_Text to read_

-------

When using DISM to enable or disable features, the feature name is case-sensitive.

Disable MPIO
Dism /online /disable-feature:MultipathIo
Manage the MPIO configuration after MPIO is enabled
mpclaim
Access the MPIO control panel (new in Windows Server 2008 R2)
MPIOCPL.exe

To enable Windows PowerShell™ on a Server Core installation, you must enable the following features by using these commands at an administrator command prompt:
dism /online /enable-feature:NetFx2-ServerCore
dism /online /enable-feature:NetFx2-W0W64_
dism /online /enable-feature:MicrosoftWindowsPowerShell_
dism /online /enable-feature:MicrosoftWindowsPowerShell-W0W64

Is Offloaded Data Transfers (ODX) working?

Offloaded Data Transfers (ODX) is a new data transfer strategy that makes advancements in moving files.  Only storage devices that comply with the SPC4 and SBC3 specifications will work with this feature.  With this feature, copying files from one server to another is much quicker.  This feature is only available in Windows 8/2012 and above as both the source and the destination.

-------

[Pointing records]
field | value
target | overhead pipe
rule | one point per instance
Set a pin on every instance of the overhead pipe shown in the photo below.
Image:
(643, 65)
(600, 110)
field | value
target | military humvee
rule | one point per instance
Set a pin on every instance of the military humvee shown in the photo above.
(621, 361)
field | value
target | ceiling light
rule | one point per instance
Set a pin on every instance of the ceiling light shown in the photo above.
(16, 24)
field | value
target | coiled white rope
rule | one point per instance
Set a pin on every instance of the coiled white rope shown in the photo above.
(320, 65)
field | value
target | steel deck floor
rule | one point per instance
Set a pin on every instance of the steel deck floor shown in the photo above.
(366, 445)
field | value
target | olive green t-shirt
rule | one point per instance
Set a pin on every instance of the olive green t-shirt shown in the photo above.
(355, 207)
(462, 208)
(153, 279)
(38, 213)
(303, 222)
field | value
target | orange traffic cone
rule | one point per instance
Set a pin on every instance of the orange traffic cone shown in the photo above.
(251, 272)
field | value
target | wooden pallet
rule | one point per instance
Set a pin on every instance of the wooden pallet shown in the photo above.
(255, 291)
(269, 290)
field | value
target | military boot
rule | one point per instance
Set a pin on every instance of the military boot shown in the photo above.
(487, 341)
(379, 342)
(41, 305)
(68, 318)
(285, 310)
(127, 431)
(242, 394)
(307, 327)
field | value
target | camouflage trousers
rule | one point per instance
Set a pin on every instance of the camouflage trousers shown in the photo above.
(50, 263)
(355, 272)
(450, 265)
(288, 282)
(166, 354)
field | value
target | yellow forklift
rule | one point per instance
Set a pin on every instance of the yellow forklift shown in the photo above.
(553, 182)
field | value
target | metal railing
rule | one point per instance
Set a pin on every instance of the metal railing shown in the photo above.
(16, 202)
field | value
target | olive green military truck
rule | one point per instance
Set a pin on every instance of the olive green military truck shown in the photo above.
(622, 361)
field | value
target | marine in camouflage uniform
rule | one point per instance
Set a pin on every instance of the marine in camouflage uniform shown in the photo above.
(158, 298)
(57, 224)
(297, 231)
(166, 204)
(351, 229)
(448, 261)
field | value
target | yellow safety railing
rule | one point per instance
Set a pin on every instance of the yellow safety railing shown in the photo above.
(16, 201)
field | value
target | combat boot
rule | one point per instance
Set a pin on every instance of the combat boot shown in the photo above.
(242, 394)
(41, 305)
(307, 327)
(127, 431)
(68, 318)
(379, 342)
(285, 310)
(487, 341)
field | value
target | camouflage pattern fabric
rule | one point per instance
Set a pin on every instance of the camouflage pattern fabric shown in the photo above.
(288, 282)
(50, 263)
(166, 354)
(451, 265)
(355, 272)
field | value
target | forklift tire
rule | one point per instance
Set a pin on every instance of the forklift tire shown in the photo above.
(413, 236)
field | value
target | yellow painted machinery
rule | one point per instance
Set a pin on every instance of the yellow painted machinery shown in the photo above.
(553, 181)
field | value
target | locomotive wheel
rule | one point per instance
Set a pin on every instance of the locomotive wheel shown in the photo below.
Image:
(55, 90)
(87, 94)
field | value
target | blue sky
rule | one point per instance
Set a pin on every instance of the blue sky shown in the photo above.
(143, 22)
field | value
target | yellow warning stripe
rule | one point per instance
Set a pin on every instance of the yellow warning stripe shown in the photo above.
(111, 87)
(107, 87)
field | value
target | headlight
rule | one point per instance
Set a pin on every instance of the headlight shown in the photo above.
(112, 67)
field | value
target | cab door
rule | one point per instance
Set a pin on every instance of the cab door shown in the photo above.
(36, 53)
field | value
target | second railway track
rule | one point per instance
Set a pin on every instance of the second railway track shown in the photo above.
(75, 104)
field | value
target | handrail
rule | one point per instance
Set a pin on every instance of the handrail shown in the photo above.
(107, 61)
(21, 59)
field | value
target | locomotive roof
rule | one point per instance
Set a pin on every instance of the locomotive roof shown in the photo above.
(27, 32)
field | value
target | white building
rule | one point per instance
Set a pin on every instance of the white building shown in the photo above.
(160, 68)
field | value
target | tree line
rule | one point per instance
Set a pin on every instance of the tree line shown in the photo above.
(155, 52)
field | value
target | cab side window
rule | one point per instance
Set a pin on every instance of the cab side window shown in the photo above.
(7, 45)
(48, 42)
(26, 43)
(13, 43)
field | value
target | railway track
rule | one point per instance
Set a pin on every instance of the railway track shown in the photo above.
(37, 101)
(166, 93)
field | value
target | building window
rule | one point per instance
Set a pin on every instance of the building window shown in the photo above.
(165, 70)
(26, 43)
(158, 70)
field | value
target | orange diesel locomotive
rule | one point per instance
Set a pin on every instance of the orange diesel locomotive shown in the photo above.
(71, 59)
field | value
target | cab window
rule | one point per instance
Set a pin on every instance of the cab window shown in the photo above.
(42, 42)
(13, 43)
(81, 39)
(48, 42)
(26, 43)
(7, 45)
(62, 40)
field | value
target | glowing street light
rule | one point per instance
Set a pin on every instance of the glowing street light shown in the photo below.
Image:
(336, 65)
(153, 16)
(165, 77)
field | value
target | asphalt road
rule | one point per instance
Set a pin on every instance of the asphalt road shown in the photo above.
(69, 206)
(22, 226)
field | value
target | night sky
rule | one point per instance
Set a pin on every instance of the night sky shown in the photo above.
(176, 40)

-------

_Exercise tasks_
**A)** From the Windows Server notes, return the passage that begins at the words "Disable MPIO" and stops after "Transfers (ODX) working?".
**B)** List every command in the Windows Server notes that starts with the word "dism" in upper or lower case.
**C)** Answer these questions from the Windows Server notes, one per line:
(i) When DISM is used to enable or disable features, what is case-sensitive?
(ii) Which file opens the MPIO control panel?
(iii) Storage devices must comply with which two specifications to work with ODX?

_Answers by task_
**A)**
Disable MPIO
Dism /online /disable-feature:MultipathIo
Manage the MPIO configuration after MPIO is enabled
mpclaim
Access the MPIO control panel (new in Windows Server 2008 R2)
MPIOCPL.exe

To enable Windows PowerShell™ on a Server Core installation, you must enable the following features by using these commands at an administrator command prompt:
dism /online /enable-feature:NetFx2-ServerCore
dism /online /enable-feature:NetFx2-W0W64_
dism /online /enable-feature:MicrosoftWindowsPowerShell_
dism /online /enable-feature:MicrosoftWindowsPowerShell-W0W64

Is Offloaded Data Transfers (ODX) working?

**B)**
Dism /online /disable-feature:MultipathIo
dism /online /enable-feature:NetFx2-ServerCore
dism /online /enable-feature:NetFx2-W0W64_
dism /online /enable-feature:MicrosoftWindowsPowerShell_
dism /online /enable-feature:MicrosoftWindowsPowerShell-W0W64

**C)**
(i) The feature name.
(ii) MPIOCPL.exe.
(iii) SPC4 and SBC3.